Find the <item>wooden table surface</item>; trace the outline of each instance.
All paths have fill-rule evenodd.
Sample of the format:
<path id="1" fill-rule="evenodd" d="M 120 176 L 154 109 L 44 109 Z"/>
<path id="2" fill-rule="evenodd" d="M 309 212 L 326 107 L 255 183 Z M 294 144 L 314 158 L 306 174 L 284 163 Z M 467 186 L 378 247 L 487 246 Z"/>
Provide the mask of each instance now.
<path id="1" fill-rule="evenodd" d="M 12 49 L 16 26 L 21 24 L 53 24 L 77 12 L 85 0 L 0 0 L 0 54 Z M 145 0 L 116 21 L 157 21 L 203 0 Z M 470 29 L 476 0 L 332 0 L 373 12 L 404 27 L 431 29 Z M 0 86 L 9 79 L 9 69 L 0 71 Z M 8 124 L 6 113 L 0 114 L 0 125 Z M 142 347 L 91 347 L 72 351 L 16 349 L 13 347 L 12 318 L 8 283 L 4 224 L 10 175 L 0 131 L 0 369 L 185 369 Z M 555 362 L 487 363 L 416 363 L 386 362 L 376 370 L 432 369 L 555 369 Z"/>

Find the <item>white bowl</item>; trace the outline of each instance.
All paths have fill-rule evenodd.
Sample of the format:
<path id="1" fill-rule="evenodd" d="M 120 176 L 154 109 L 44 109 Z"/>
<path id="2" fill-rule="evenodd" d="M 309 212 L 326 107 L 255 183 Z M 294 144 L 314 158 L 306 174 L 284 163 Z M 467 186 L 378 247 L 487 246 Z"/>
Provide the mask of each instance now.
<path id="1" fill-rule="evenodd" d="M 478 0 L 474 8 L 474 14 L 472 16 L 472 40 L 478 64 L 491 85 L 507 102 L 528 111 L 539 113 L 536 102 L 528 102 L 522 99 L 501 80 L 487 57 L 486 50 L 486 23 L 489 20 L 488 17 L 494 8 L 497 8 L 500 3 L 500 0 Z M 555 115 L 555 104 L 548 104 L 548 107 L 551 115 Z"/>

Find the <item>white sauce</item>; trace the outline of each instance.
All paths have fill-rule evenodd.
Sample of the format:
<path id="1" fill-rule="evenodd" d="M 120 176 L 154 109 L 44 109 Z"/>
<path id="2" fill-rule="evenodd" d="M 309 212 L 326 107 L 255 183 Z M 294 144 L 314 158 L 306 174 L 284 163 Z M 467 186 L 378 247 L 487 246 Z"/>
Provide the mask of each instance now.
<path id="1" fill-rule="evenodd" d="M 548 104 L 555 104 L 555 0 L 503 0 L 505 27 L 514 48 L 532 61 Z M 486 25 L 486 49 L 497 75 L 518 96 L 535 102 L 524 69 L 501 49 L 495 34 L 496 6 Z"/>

+ + + + + + +

▶ [THE PROBLEM]: Rewrite all the lines above with "draw the border" in place of every "trace the outline", and leave everything else unchanged.

▶ [FINISHED TASK]:
Find the <item>wooden table surface</item>; draw the border of each instance.
All paths have fill-rule evenodd.
Sample of the format:
<path id="1" fill-rule="evenodd" d="M 120 176 L 154 109 L 44 109 Z"/>
<path id="2" fill-rule="evenodd" d="M 309 212 L 326 107 L 255 183 Z M 294 144 L 314 158 L 306 174 L 284 163 Z M 467 186 L 378 247 L 487 246 Z"/>
Provide the mask of each instance now.
<path id="1" fill-rule="evenodd" d="M 12 49 L 16 26 L 21 24 L 53 24 L 77 12 L 85 0 L 0 0 L 0 54 Z M 145 0 L 116 21 L 157 21 L 203 0 Z M 470 29 L 476 0 L 332 0 L 373 12 L 404 27 L 431 29 Z M 0 86 L 9 79 L 9 69 L 0 71 Z M 8 124 L 6 113 L 0 114 L 0 125 Z M 142 347 L 91 347 L 72 351 L 16 349 L 13 347 L 12 318 L 8 283 L 4 224 L 10 175 L 0 131 L 0 369 L 185 369 Z M 555 362 L 487 363 L 416 363 L 386 362 L 376 370 L 432 369 L 555 369 Z"/>

Find the <item>white bowl</item>; draw the border of each instance.
All paths have fill-rule evenodd.
Sample of the format:
<path id="1" fill-rule="evenodd" d="M 120 176 L 154 109 L 44 109 Z"/>
<path id="2" fill-rule="evenodd" d="M 309 212 L 326 107 L 255 183 Z M 294 144 L 314 158 L 306 174 L 284 163 Z M 467 186 L 378 247 L 487 246 Z"/>
Provide the mask of each instance now.
<path id="1" fill-rule="evenodd" d="M 478 0 L 474 8 L 474 14 L 472 16 L 472 40 L 478 64 L 491 85 L 507 102 L 528 111 L 539 113 L 536 102 L 528 102 L 522 99 L 501 80 L 487 57 L 486 50 L 486 23 L 489 20 L 488 17 L 494 8 L 497 8 L 500 3 L 500 0 Z M 555 115 L 555 104 L 548 104 L 548 107 L 551 115 Z"/>

Find the <item>white sauce</item>; draw the border of each instance.
All paths have fill-rule evenodd.
Sample of the format:
<path id="1" fill-rule="evenodd" d="M 120 176 L 154 109 L 44 109 Z"/>
<path id="2" fill-rule="evenodd" d="M 309 212 L 326 107 L 255 183 Z M 294 144 L 314 158 L 306 174 L 284 163 Z M 467 186 L 378 247 L 487 246 Z"/>
Provide the mask of each instance now.
<path id="1" fill-rule="evenodd" d="M 548 104 L 555 104 L 555 0 L 503 0 L 505 27 L 514 48 L 532 61 Z M 486 25 L 486 49 L 497 75 L 518 96 L 535 102 L 524 69 L 501 49 L 495 34 L 496 6 Z"/>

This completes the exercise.